ASSIGNMENT: The pictures are to be dropped, and the records below are to be restated word for word.

== Segment start ==

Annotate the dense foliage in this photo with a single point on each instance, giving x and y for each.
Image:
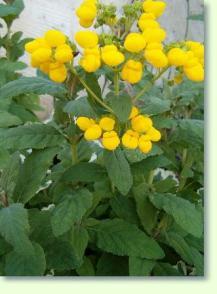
(78, 200)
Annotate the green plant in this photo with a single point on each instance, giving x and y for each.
(68, 205)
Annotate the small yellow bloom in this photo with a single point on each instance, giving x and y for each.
(94, 132)
(134, 112)
(147, 20)
(157, 58)
(84, 122)
(195, 73)
(153, 35)
(177, 57)
(58, 74)
(134, 42)
(55, 38)
(87, 39)
(41, 55)
(141, 123)
(130, 139)
(111, 56)
(154, 134)
(107, 124)
(63, 53)
(145, 145)
(155, 7)
(132, 71)
(110, 140)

== Segment end ==

TASK RESPONSE:
Annotate the dense foliage in this photo with a single point on each instance, giving x and y for each.
Image:
(78, 200)
Annotate the green plant in this photo with a single point on each instance, giving x and y for each.
(68, 205)
Annotate the small yellow bloom in this photo with a single point on each instance, giving x and y for each.
(94, 132)
(134, 112)
(147, 20)
(157, 58)
(84, 122)
(195, 73)
(153, 35)
(177, 57)
(58, 74)
(134, 42)
(55, 38)
(87, 39)
(41, 55)
(141, 123)
(130, 139)
(111, 56)
(154, 134)
(107, 124)
(63, 53)
(145, 145)
(155, 7)
(132, 71)
(110, 140)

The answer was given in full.